→ **Written instruction**: Pull out and copy every line of the data below that contains the string "around". Only matches with the same uppercase and lowercase letters count.

[Begin]

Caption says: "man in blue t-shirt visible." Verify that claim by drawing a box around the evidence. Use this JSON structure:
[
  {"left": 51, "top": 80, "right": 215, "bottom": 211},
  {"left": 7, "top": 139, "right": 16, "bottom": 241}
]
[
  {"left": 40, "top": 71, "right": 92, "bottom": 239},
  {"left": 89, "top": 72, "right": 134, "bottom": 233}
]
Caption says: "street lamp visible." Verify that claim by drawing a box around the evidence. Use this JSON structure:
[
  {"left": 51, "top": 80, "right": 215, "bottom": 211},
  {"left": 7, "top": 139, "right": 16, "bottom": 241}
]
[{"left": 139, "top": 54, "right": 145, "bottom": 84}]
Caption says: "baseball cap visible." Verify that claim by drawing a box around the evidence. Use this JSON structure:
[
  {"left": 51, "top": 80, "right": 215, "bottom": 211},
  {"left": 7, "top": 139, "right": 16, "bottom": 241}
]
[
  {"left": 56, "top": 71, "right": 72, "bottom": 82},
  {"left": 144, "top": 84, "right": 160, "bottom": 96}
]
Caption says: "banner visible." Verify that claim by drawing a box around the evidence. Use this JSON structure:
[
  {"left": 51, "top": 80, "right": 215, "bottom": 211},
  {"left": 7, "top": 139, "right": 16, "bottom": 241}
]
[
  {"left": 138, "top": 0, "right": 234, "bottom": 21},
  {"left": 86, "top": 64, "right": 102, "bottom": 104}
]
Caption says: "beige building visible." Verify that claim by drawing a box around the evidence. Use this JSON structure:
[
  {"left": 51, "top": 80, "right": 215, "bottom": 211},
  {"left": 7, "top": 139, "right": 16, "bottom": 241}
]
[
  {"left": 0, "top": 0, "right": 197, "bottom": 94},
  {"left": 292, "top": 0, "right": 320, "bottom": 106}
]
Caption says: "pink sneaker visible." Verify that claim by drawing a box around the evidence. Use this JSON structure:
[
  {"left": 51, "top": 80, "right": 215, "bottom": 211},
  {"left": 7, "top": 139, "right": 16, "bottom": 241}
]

[End]

→ **Output of the task**:
Caption says: "man in blue t-shirt visible." Verify that claim by drawing a box around the evidence. Use this JSON structure:
Caption says: "street lamp visible." Verify that claim by drawing a box around the evidence. Use this JSON structure:
Caption says: "baseball cap visible." Verify that claim by drawing a box around the evidence. Use this JSON structure:
Caption says: "banner visible." Verify that claim by drawing a box around the evidence. Use this JSON structure:
Caption says: "beige building visible." Verify that claim by drawing a box around the evidence. Use this JSON structure:
Caption says: "pink sneaker visible." Verify that claim by drawing a box around the evidence. Use this JSON structure:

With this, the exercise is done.